(Records for processing)
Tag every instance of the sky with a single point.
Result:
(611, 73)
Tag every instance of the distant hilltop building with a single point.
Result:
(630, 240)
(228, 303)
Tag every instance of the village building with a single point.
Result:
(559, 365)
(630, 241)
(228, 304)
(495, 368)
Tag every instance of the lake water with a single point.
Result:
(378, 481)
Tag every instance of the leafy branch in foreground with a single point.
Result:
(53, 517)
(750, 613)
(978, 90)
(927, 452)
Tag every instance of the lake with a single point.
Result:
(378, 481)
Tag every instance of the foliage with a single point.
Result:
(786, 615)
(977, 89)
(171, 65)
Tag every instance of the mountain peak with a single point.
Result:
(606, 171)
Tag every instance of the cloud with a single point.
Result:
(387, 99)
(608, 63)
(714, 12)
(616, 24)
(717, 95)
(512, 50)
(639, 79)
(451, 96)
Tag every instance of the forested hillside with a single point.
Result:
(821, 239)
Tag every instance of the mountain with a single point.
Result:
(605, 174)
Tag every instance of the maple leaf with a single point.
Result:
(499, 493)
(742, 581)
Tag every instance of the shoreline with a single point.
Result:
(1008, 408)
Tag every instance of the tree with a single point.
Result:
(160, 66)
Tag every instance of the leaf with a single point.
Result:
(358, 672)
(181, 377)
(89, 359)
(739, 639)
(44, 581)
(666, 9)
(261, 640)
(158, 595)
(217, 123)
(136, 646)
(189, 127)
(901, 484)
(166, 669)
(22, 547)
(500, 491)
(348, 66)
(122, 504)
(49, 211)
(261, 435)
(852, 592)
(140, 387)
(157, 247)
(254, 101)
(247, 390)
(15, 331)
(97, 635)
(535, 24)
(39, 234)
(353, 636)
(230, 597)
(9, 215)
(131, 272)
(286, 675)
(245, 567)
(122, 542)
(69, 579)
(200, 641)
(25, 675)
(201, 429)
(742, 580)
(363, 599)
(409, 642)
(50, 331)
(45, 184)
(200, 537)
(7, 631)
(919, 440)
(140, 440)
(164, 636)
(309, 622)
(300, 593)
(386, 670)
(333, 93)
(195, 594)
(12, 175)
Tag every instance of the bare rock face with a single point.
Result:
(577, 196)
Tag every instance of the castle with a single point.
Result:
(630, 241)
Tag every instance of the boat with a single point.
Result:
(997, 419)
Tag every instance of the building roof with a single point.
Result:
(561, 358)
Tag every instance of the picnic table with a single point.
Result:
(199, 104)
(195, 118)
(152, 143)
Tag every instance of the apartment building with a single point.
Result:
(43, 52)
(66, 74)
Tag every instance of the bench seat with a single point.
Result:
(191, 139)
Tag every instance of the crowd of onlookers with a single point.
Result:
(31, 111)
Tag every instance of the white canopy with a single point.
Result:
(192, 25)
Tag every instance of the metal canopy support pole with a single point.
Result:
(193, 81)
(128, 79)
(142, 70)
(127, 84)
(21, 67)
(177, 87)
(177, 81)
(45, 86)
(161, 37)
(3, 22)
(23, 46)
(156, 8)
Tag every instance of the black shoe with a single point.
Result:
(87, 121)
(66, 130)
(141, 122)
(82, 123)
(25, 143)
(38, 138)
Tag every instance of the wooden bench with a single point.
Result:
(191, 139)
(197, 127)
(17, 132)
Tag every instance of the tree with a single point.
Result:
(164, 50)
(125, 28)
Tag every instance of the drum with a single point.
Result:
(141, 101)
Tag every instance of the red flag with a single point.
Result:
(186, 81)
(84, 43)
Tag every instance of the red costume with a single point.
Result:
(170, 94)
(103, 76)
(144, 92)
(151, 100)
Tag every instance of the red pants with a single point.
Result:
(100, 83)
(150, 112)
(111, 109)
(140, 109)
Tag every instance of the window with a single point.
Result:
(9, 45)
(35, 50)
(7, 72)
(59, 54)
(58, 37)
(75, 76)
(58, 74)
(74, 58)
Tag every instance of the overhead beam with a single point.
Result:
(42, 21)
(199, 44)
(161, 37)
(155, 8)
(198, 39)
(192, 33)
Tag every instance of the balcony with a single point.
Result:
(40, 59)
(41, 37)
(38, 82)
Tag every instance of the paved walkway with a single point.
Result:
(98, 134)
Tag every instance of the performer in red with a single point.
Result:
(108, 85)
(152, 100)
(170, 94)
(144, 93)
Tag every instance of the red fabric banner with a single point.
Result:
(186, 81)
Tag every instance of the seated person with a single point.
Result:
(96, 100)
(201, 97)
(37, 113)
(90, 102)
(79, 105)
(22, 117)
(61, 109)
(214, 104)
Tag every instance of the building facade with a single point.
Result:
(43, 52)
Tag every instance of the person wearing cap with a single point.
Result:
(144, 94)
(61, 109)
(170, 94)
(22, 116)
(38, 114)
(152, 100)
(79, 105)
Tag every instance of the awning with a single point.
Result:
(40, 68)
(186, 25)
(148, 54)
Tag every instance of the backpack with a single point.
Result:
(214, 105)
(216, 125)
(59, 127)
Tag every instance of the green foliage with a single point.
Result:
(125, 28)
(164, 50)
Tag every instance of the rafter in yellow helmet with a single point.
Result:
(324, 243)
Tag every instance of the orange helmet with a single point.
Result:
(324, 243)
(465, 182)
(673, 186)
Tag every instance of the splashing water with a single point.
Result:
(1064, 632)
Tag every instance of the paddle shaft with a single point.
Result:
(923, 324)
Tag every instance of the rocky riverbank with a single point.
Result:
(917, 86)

(What is required)
Restate every entry word for word.

(Response for this exercise)
Tag every instance of the sky with a single point.
Result:
(611, 73)
Tag every instance of the distant hilltop building with a single point.
Result:
(630, 240)
(228, 303)
Tag every instance of the village building with a single point.
Result:
(559, 365)
(630, 241)
(228, 304)
(495, 368)
Tag every instance of the lake water with a single point.
Result:
(378, 481)
Tag every instance of the leafy branch in foreground with a single point.
Result:
(53, 517)
(750, 613)
(978, 90)
(927, 452)
Tag every instance of the lake with a single point.
Result:
(378, 481)
Tag every instance of the foliage with a single point.
Result:
(786, 615)
(977, 89)
(171, 65)
Tag every instance of the mountain peak with a single point.
Result:
(606, 171)
Tag every instance of the cloud with a single point.
Result:
(387, 99)
(608, 63)
(714, 12)
(616, 24)
(717, 95)
(512, 50)
(639, 79)
(451, 96)
Tag every instance of the forested hillside with a single point.
Result:
(821, 239)
Tag every instance of the mountain with a single point.
Result:
(605, 174)
Tag every instance of the maple leaf with a single point.
Result:
(499, 493)
(742, 581)
Tag every instance of the shoreline with a single point.
Result:
(1008, 408)
Tag every instance of the tree with a single point.
Result:
(160, 66)
Tag every instance of the leaf with a single point.
Result:
(358, 672)
(181, 377)
(89, 359)
(739, 639)
(44, 581)
(666, 9)
(261, 640)
(158, 595)
(217, 123)
(136, 646)
(189, 127)
(901, 484)
(166, 669)
(22, 547)
(500, 491)
(348, 66)
(122, 504)
(49, 211)
(261, 435)
(852, 592)
(140, 387)
(157, 247)
(254, 101)
(247, 390)
(15, 331)
(97, 635)
(535, 24)
(39, 234)
(353, 636)
(230, 597)
(9, 215)
(131, 272)
(286, 675)
(245, 567)
(122, 542)
(69, 579)
(200, 641)
(25, 675)
(201, 429)
(742, 580)
(363, 599)
(409, 642)
(50, 331)
(45, 184)
(200, 537)
(7, 631)
(919, 440)
(140, 440)
(164, 636)
(309, 622)
(300, 593)
(386, 670)
(333, 93)
(195, 594)
(12, 175)
Tag every instance of the bare rock face with a single point.
Result:
(577, 196)
Tag every instance of the castle with a single point.
Result:
(630, 241)
Tag every instance of the boat with a single point.
Result:
(997, 419)
Tag every instance of the building roof with a single point.
Result:
(561, 358)
Tag every instance of the picnic table with a single point.
Result:
(199, 104)
(195, 118)
(152, 143)
Tag every instance of the apartment building with a single point.
Result:
(43, 52)
(66, 74)
Tag every instance of the bench seat with a single point.
Result:
(191, 139)
Tag every instance of the crowd of onlookers with a single point.
Result:
(31, 111)
Tag every instance of the white canopy with a single point.
Result:
(192, 25)
Tag every instance of the metal canopy support pole with a single point.
Result:
(193, 81)
(128, 79)
(142, 70)
(127, 84)
(21, 67)
(177, 87)
(177, 81)
(45, 86)
(161, 37)
(3, 22)
(23, 46)
(156, 8)
Tag every instance of the black shoe with a single point.
Result:
(87, 121)
(66, 130)
(141, 122)
(82, 123)
(25, 143)
(38, 138)
Tag every instance of the wooden bench with a single point.
Result:
(191, 139)
(197, 127)
(17, 132)
Tag every instance of the tree with a single point.
Result:
(164, 50)
(125, 28)
Tag every instance of the drum with a single point.
Result:
(141, 101)
Tag every instance of the red flag with a single point.
Result:
(186, 81)
(84, 43)
Tag every instance of the red costume with a single point.
Result:
(170, 94)
(103, 76)
(144, 92)
(151, 100)
Tag every instance of the red pants with a single point.
Result:
(100, 83)
(150, 112)
(111, 109)
(140, 109)
Tag every instance of the window with a single point.
Result:
(9, 45)
(35, 50)
(7, 72)
(59, 54)
(58, 37)
(75, 76)
(58, 74)
(74, 58)
Tag every instance of the overhead beam with a single point.
Result:
(42, 21)
(199, 44)
(161, 37)
(155, 8)
(198, 39)
(192, 33)
Tag every instance of the balcony with a single point.
Result:
(40, 59)
(41, 37)
(38, 82)
Tag every instance of the paved walkway with a single point.
Result:
(98, 134)
Tag every instance of the performer in red with a single point.
Result:
(108, 85)
(152, 100)
(170, 94)
(144, 93)
Tag every instance of the red fabric banner with a single point.
Result:
(186, 81)
Tag every instance of the seated person with a single point.
Result:
(96, 100)
(201, 97)
(37, 113)
(90, 102)
(79, 105)
(22, 117)
(61, 109)
(214, 104)
Tag every instance of the building facade with a single point.
Result:
(43, 52)
Tag every instance of the person wearing cap with a single point.
Result:
(144, 94)
(61, 109)
(170, 94)
(22, 116)
(38, 114)
(152, 100)
(79, 105)
Tag every instance of the awning with a single point.
Result:
(40, 68)
(186, 25)
(148, 54)
Tag every instance of the backpack with a single point.
Result:
(214, 105)
(216, 125)
(59, 127)
Tag every instance of the green foliage with a single point.
Result:
(125, 28)
(164, 50)
Tag every instance of the rafter in yellow helmet with a single point.
Result:
(324, 243)
Tag every instance of the orange helmet with a single point.
Result:
(324, 243)
(465, 182)
(673, 186)
Tag every instance of the splashing water with a single point.
Result:
(1064, 632)
Tag every instance of the paddle shaft with a single point.
Result:
(923, 324)
Tag every instance of the rocky riverbank with a single point.
Result:
(917, 86)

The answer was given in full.